◆ To be done ◆
Repeat each entry in full, exactly.

#### Given entries

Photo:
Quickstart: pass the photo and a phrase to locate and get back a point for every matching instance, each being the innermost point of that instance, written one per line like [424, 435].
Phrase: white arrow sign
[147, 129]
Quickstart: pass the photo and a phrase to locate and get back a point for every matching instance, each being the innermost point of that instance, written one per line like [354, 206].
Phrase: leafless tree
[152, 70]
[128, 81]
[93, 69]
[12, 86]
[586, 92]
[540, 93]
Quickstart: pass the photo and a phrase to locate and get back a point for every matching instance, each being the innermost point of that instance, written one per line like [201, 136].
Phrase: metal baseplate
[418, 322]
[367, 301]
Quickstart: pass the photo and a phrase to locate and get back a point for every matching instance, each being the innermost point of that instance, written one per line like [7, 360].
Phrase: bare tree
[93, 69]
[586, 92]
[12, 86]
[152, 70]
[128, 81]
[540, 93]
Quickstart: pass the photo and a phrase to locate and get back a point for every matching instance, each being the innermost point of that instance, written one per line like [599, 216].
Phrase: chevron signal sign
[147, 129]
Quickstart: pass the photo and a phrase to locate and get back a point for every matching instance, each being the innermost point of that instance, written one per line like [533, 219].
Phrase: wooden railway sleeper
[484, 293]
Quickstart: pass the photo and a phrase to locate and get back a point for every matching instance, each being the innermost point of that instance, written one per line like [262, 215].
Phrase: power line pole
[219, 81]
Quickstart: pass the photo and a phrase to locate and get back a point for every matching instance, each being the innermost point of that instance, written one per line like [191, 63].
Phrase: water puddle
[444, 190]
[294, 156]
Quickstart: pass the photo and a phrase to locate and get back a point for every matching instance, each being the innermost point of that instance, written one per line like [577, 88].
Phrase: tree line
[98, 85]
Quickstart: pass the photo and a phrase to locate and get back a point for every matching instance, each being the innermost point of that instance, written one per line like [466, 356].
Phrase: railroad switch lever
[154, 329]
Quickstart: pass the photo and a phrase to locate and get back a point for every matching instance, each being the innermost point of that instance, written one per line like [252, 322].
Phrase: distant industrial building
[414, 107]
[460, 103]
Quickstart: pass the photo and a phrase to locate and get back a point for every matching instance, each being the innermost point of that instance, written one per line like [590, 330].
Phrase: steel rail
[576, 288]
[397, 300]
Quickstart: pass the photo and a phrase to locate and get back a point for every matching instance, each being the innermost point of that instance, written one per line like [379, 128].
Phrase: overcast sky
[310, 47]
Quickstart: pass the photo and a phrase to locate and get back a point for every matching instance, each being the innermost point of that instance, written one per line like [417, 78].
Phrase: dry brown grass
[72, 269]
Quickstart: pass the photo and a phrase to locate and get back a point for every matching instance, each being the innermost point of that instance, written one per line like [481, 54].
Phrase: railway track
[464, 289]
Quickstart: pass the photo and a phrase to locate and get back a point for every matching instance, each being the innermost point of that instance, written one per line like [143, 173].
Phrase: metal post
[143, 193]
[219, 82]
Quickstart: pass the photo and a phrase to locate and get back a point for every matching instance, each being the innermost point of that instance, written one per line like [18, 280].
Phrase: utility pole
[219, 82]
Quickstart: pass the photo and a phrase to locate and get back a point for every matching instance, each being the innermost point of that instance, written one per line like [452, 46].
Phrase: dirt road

########

◆ Reply ◆
Photo:
Quickstart: pass the photo and a phrase to locate and get back a point for every matching instance, each being the innermost point of that instance, written one per line like [424, 435].
Phrase: white arrow sign
[147, 129]
Quickstart: pass the photo and a phrase to locate and get back a point for every matching instance, each being the innermost point of that instance, written one per line like [354, 206].
Phrase: leafless tree
[152, 70]
[128, 81]
[93, 69]
[12, 86]
[586, 92]
[540, 93]
Quickstart: pass the photo and a phrase to locate and get back a point for every matching instance, each being the innermost point of that instance, written one per line like [201, 136].
Phrase: metal baseplate
[418, 322]
[367, 301]
Quickstart: pass the photo and a phrase to locate and get back a point for every matching instance, each being the innermost point of that instance, written one per line like [7, 360].
Phrase: bare tree
[93, 69]
[586, 92]
[12, 86]
[152, 70]
[128, 81]
[540, 93]
Quickstart: pass the photo and a phrase to locate and get back a point for every matching instance, each being the innermost point of that instance, written one per line like [599, 216].
Phrase: chevron signal sign
[147, 129]
Quickstart: pass the photo and a phrase to locate and get back a point for every matching instance, each being the innermost point of that instance, written one per line like [533, 219].
Phrase: wooden railway sleeper
[484, 293]
Quickstart: pass the photo and a phrase to locate and get back a point for every matching instance, each being the innermost point of that instance, written one per line like [262, 215].
Phrase: power line pole
[219, 81]
Quickstart: pass the photo and a phrase to locate and get back a point for every matching instance, each being the innermost point of that instance, written one per line like [191, 63].
Phrase: water puddle
[444, 190]
[294, 156]
Quickstart: pass the photo and a phrase to locate and get back a point for every matching instance, each being the innermost point of that instance, written one per line like [577, 88].
Phrase: tree line
[98, 85]
Quickstart: pass the photo and a phrase to locate and get back a point for every matching instance, each being the innermost point of that instance, written one per line like [466, 356].
Phrase: railroad switch lever
[154, 329]
Quickstart: pass the photo and a phrase to locate and get back a point for every matching instance, each being the innermost point of that instance, written one per line like [252, 322].
Phrase: distant industrial building
[414, 107]
[460, 103]
Quickstart: pass the photo and a phrase to locate and get back a point for every matching instance, each being the innermost point of that instance, written one per line like [590, 330].
Phrase: steel rail
[576, 288]
[397, 300]
Quickstart: pass the photo and a phrase to locate and get back a point for every matching instance, each being the innermost point of that instance, written one per line like [379, 128].
Phrase: overcast sky
[310, 47]
Quickstart: pass the photo and a phrase to locate and get back a point for every matching instance, each being the innermost point of that instance, written one per line like [417, 78].
Phrase: dry brown grass
[72, 269]
Quickstart: pass the photo and a phrase to locate and get back a point for every matching instance, each being the innermost point of that instance, written one per line like [481, 54].
Phrase: railway track
[464, 289]
Quickstart: pass the photo and a phrase to locate and get back a point for every matching instance, each being the innermost point of that instance, written one per line like [143, 173].
Phrase: metal post
[143, 193]
[219, 82]
Quickstart: pass the photo and a phrase to locate and get back a point for every matching instance, each being the innermost point of that instance, written one per line like [18, 280].
Phrase: utility pole
[219, 82]
Quickstart: pass the photo and a phrase to locate and get back a point for every matching instance, each being the innermost point of that instance, written one per line like [452, 46].
Phrase: dirt road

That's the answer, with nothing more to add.